WHAT NEEDS TO BE DONE — Pick out each line of the records below that contains the word "rock", and copy those lines.

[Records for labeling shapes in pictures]
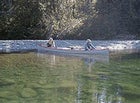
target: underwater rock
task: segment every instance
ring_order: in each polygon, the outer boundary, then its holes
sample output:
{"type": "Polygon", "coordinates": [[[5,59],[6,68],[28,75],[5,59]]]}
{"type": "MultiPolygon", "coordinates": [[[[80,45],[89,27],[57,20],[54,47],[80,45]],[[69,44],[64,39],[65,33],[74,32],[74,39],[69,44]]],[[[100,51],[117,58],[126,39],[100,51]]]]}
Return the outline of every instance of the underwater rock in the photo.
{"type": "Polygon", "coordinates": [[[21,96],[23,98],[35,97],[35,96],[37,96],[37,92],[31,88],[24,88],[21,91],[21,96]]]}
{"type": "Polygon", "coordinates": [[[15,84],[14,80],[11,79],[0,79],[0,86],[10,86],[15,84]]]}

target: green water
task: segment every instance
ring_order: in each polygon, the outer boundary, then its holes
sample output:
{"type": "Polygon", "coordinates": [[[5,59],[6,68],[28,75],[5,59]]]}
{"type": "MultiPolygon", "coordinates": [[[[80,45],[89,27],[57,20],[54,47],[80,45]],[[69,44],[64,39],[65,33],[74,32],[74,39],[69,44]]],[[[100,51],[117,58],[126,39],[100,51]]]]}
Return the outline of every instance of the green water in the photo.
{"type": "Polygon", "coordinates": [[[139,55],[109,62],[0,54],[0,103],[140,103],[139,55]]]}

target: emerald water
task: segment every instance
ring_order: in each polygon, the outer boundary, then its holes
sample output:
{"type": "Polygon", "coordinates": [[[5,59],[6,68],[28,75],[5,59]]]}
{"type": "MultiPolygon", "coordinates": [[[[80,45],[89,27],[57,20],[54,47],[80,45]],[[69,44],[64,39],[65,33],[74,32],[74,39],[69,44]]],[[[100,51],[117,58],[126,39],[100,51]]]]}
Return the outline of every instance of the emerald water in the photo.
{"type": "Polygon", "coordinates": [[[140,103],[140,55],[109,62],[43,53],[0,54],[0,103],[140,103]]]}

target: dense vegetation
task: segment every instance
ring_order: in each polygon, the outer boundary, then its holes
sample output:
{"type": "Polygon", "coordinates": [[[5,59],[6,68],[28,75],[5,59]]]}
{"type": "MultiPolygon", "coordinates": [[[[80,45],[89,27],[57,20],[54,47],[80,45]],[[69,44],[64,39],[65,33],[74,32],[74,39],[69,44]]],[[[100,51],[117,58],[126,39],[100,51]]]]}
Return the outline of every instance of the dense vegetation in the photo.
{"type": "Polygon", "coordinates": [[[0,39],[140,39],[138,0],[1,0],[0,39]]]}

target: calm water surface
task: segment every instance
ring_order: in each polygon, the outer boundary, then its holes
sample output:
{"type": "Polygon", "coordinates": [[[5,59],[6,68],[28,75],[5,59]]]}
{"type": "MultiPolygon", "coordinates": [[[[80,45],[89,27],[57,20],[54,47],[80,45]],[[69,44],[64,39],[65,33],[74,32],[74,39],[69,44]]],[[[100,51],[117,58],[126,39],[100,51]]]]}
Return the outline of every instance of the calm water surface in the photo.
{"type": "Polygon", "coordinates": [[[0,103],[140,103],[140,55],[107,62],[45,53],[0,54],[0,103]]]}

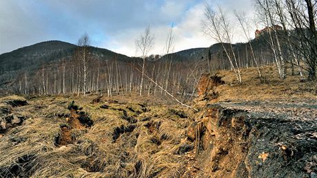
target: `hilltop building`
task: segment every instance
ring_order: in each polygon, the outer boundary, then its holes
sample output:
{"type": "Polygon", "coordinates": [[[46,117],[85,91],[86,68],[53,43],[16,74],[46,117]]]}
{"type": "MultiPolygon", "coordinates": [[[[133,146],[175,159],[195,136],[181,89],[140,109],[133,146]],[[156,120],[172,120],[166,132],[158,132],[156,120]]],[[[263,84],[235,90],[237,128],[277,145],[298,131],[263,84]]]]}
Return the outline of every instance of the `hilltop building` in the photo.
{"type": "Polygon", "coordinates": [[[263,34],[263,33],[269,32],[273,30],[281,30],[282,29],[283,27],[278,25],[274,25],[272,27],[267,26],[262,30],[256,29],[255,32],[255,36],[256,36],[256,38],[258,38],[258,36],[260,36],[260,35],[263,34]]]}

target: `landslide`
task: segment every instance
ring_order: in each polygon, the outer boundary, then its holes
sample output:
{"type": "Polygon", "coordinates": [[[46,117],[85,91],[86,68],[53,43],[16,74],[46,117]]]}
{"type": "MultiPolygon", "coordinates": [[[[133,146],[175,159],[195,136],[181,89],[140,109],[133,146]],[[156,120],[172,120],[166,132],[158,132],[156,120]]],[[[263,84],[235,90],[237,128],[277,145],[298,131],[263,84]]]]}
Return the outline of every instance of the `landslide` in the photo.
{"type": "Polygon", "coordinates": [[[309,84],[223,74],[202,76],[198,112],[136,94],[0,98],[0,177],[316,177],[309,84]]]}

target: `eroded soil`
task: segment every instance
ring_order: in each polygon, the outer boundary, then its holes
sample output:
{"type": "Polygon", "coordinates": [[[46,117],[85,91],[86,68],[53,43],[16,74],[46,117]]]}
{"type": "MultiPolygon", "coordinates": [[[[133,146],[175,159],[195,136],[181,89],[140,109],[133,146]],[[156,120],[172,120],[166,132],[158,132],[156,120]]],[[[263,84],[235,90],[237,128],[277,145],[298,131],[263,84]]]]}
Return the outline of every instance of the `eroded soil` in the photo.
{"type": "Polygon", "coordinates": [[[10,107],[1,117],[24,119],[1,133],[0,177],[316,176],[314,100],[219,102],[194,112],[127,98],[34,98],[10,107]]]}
--
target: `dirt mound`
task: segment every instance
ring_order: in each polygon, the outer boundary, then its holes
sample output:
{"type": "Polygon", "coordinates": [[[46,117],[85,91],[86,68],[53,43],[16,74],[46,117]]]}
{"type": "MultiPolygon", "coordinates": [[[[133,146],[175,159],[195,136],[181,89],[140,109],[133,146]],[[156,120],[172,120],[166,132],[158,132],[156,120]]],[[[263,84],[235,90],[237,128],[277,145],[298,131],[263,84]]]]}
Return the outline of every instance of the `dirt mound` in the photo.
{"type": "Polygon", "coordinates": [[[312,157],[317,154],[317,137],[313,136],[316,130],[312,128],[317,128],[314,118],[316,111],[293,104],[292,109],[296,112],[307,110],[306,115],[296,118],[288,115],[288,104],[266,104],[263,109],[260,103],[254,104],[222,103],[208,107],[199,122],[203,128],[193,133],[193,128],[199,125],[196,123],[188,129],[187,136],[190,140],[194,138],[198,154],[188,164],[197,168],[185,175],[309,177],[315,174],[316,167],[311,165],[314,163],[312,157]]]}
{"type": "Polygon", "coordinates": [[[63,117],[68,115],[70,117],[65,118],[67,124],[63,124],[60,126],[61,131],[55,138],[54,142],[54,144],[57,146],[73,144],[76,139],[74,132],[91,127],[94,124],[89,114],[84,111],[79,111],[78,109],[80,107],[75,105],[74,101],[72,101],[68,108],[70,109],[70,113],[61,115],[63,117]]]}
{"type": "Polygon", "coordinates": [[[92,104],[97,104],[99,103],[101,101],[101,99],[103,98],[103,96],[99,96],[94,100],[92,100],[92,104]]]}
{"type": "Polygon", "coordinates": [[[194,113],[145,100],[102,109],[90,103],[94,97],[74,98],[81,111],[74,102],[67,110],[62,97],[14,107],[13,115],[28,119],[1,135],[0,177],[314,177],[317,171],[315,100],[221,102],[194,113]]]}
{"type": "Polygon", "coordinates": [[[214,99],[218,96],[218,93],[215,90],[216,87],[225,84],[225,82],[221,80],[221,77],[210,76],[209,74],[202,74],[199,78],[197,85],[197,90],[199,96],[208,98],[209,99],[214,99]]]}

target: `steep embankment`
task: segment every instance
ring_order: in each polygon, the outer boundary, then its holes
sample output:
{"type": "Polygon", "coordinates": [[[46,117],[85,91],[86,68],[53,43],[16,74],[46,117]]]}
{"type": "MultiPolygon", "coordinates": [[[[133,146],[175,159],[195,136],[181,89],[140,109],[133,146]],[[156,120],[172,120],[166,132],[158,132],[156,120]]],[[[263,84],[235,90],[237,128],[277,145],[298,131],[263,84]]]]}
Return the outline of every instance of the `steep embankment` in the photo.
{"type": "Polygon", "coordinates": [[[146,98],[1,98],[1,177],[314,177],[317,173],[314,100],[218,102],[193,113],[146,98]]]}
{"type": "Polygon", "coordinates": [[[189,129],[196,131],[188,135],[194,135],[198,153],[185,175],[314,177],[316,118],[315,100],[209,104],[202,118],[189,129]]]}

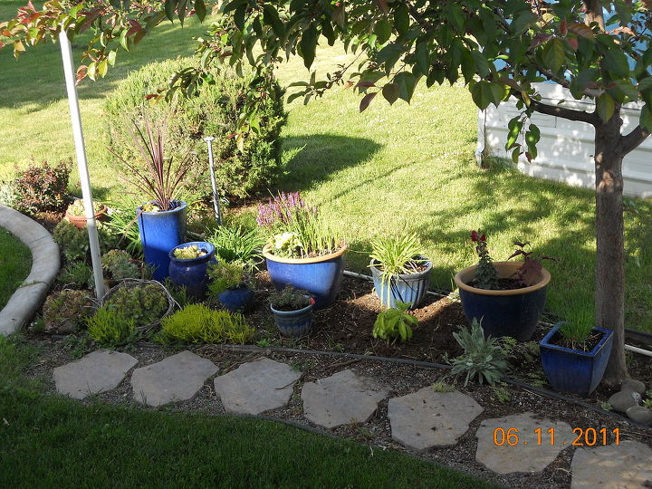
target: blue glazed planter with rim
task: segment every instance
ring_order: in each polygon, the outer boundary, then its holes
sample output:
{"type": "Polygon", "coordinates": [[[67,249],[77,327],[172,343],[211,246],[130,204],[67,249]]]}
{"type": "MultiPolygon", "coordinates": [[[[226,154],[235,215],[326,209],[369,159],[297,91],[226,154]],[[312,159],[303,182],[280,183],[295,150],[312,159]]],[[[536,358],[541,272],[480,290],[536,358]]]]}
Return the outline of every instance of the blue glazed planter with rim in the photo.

TASK ANSWER —
target: underwater rock
Return the outline of every instance of the underwater rock in the photo.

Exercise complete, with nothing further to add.